→ Work to be completed
Count how many lines of the data below contain the string "green", with case counting, and reply with only that number.

→ Working data
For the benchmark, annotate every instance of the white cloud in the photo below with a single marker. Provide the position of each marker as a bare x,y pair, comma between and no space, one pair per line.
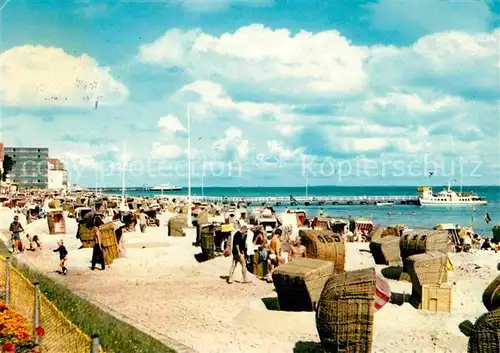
310,66
159,150
47,76
422,17
287,130
410,102
206,6
232,146
279,150
170,123
456,62
213,101
277,61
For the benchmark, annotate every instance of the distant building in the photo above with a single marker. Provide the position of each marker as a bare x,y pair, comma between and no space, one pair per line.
31,167
57,175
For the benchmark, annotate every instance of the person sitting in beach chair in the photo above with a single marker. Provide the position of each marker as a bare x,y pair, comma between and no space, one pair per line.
143,221
297,250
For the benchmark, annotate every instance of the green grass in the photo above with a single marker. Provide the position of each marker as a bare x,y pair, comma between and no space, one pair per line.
115,336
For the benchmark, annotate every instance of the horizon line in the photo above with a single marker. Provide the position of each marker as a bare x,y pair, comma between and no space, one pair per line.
281,186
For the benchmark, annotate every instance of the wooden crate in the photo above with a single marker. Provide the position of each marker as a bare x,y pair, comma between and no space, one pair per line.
429,268
436,298
299,283
420,241
259,267
385,251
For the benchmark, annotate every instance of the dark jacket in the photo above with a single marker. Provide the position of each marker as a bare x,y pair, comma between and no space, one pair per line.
62,252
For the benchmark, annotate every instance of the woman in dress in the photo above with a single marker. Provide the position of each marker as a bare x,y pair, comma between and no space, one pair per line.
97,254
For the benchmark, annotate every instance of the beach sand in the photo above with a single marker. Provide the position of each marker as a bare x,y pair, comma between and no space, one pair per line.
162,289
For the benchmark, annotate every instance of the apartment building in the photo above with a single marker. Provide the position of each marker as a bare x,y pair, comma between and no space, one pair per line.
31,166
57,175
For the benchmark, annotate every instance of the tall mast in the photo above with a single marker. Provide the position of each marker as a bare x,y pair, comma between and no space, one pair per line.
307,183
123,174
189,222
202,177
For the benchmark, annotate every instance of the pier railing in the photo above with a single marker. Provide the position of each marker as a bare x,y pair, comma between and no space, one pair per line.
299,199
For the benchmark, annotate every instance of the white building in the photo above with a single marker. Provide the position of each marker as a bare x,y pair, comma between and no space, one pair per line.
57,176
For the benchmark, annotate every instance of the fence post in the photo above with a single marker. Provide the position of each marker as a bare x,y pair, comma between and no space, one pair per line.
7,280
36,311
94,345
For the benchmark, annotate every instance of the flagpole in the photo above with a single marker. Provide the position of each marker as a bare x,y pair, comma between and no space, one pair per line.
307,183
189,215
123,174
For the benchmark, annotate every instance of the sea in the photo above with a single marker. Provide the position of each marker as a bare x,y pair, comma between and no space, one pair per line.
411,215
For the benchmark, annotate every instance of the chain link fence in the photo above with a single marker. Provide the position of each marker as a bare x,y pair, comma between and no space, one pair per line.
59,334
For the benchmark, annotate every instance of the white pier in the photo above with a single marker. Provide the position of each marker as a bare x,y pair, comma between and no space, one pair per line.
301,200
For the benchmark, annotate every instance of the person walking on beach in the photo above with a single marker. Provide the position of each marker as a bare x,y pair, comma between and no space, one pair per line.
32,240
143,221
63,256
15,230
97,253
239,253
274,253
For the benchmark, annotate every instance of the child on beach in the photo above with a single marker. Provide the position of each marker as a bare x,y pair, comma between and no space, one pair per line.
15,230
32,240
143,221
63,256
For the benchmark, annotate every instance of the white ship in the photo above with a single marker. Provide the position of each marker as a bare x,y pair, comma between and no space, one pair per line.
166,187
448,197
382,203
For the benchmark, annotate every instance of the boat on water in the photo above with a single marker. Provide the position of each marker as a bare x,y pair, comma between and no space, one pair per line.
166,187
448,197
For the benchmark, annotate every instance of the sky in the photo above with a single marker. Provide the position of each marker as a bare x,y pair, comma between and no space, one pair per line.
277,93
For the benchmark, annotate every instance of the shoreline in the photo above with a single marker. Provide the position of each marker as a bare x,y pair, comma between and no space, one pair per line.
165,290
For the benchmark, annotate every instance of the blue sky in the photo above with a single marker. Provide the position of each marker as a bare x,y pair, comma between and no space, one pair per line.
347,92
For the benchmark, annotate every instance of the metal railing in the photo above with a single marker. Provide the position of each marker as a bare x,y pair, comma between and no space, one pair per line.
25,298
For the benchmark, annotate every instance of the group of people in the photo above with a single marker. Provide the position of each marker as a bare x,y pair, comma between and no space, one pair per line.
16,244
246,243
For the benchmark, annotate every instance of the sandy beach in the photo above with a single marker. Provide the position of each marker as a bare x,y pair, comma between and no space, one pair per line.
162,288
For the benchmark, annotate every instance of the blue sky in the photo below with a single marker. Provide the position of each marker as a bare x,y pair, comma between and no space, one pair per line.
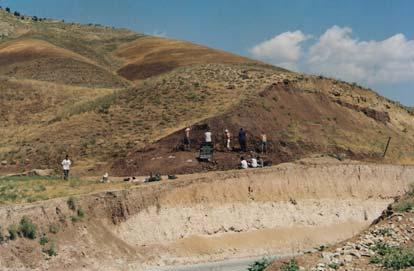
316,30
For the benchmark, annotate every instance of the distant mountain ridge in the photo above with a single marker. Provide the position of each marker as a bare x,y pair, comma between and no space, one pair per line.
114,99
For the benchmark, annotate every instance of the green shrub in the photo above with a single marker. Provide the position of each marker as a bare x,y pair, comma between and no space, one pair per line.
51,250
375,259
404,206
43,240
81,213
1,235
54,228
27,228
13,232
334,266
71,203
381,248
399,259
292,265
75,218
260,265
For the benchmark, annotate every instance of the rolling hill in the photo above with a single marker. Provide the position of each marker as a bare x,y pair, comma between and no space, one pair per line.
118,101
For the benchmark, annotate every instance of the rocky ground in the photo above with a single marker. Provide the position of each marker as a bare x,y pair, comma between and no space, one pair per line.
386,245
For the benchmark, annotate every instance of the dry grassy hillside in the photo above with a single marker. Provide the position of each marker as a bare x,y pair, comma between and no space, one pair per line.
149,56
114,99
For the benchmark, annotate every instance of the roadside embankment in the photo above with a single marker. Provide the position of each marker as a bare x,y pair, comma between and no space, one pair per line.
280,210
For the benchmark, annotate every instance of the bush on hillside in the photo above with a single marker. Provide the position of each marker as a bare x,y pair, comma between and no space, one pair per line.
13,232
71,203
43,240
260,265
27,228
1,235
292,265
51,250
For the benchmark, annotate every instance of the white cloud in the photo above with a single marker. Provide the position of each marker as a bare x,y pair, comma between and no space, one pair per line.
336,53
283,50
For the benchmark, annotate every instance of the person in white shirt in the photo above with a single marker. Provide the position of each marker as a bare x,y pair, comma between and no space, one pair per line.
243,163
187,139
253,162
207,137
227,138
66,163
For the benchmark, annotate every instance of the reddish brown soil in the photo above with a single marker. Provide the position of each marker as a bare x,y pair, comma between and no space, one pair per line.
274,112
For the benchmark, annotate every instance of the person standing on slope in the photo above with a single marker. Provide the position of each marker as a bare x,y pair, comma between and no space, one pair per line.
207,137
66,163
264,143
242,140
227,138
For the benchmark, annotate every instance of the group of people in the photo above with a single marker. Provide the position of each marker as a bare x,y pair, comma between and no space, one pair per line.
227,136
254,162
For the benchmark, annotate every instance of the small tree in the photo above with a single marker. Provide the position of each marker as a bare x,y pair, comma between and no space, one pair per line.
27,228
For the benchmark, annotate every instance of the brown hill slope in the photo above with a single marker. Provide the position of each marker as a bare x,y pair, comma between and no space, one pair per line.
149,56
302,116
107,122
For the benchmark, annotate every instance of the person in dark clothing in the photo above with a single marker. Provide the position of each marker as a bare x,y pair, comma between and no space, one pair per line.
242,140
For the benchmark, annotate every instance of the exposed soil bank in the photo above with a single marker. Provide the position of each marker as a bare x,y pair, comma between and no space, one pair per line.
207,217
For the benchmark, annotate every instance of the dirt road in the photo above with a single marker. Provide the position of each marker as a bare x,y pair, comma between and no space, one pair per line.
228,265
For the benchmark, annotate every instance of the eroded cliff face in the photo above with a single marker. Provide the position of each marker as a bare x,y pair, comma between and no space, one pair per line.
280,210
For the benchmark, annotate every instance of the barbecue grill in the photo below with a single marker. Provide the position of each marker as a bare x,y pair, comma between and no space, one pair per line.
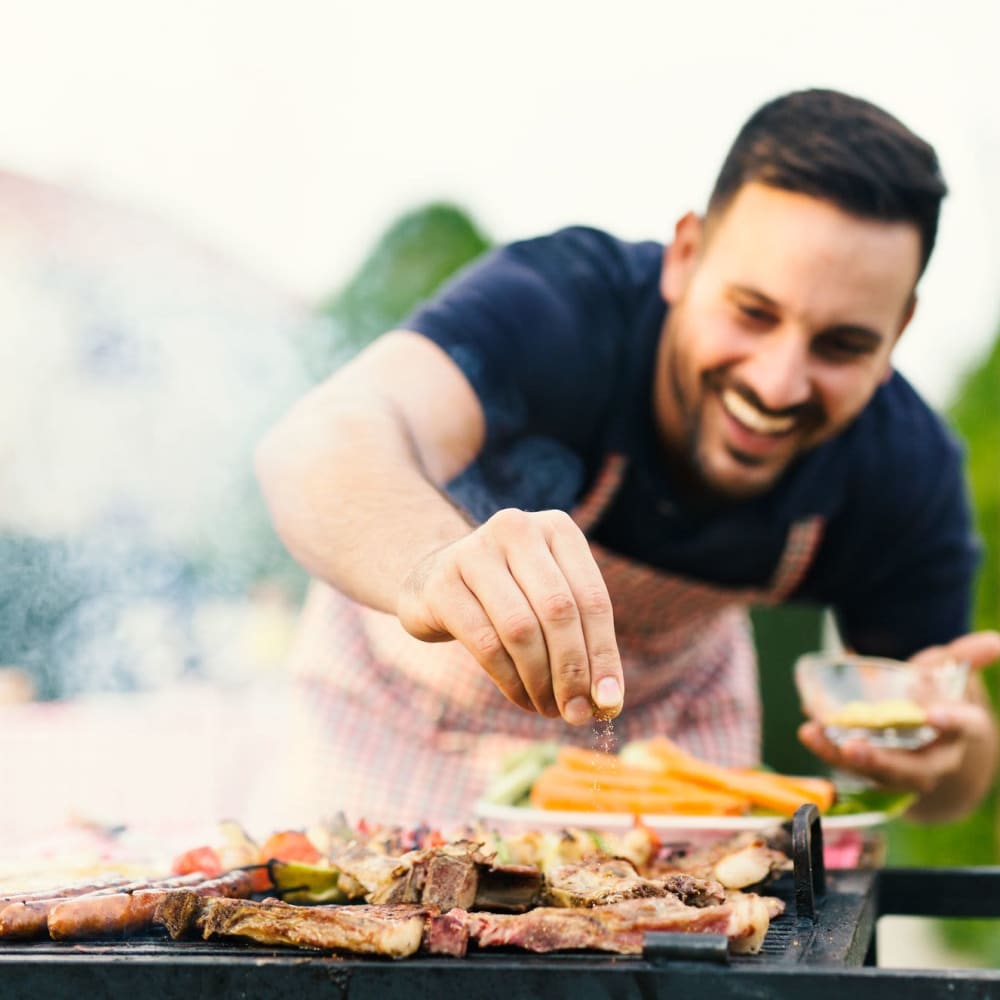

→ Response to the exercise
2